» Document section:
┏━━

Having different rooms for different activities helps you separate activities psychologically, says Barabakh.

You can never find a moment of quiet

Yes, many of these issues are intertwined in one way or another. But this challenge isn't exclusively tied to needing a quiet, dedicated workspace. It can also be linked to simply needing a place in your home where you can find some respite from the noise of general family activity or children.

"If you can always hear noises from other people in your home, then you may want to consider moving somewhere bigger. Although soundproofing rooms is an option, generally the best way to achieve quiet in your home is by having more space," says Barabakh.

It's beginning to cost the same as a bigger house

There's only so much room to store a family's belongings in an overcrowded home. Often, the solution many of us turn to in such a predicament is renting a storage unit—and then renting an even larger storage unit as the years go by. And then, before you know it, between the cost of the storage unit and your housing costs, your family could probably just pay for a bigger home.

"When you have so many items that you need to rent additional space, it may be time to move into a bigger house," Jeff Shipwash, owner of Shipwash Properties, tells Parents.

┗━━

» Data:

┏━━

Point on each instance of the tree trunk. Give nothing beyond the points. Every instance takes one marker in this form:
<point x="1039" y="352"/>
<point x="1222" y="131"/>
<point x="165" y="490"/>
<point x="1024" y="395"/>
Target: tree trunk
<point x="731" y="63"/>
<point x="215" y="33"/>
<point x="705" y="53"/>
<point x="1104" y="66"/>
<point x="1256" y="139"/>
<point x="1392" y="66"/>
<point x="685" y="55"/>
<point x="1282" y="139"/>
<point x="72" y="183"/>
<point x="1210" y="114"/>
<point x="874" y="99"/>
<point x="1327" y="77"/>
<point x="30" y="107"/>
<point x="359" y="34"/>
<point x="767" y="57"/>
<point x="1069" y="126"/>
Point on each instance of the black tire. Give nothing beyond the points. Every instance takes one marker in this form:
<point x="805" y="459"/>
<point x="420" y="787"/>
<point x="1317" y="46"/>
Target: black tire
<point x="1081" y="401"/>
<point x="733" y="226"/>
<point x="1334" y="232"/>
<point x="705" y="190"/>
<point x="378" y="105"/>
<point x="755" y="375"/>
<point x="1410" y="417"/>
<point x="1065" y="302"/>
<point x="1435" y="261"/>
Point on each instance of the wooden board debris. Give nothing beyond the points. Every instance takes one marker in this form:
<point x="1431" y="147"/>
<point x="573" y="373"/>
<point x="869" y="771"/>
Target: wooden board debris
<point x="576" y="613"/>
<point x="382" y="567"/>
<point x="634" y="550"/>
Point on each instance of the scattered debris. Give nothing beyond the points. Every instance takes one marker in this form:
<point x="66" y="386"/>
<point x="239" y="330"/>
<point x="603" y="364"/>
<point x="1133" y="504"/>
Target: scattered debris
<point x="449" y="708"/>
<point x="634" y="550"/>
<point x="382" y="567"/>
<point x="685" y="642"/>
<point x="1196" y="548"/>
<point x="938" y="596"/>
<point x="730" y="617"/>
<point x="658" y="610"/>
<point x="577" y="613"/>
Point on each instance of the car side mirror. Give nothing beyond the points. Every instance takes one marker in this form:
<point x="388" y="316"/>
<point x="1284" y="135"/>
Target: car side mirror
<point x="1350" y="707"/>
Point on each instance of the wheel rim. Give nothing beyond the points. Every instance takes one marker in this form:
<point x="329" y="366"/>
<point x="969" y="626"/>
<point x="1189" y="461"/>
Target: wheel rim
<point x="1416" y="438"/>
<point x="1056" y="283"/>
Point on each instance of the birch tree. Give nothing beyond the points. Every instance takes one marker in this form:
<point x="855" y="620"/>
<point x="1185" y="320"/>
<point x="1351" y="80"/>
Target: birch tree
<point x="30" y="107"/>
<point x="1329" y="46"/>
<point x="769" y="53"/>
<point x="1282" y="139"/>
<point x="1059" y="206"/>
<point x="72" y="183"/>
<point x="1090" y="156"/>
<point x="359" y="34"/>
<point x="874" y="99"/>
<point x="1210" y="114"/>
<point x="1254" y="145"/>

┗━━

» Task objective: Return the passage from the text on needing a bigger home word for word, starting with "There's only so" and going on through "Properties, tells Parents.". Work only from the text on needing a bigger home.

» Reply:
There's only so much room to store a family's belongings in an overcrowded home. Often, the solution many of us turn to in such a predicament is renting a storage unit—and then renting an even larger storage unit as the years go by. And then, before you know it, between the cost of the storage unit and your housing costs, your family could probably just pay for a bigger home.

"When you have so many items that you need to rent additional space, it may be time to move into a bigger house," Jeff Shipwash, owner of Shipwash Properties, tells Parents.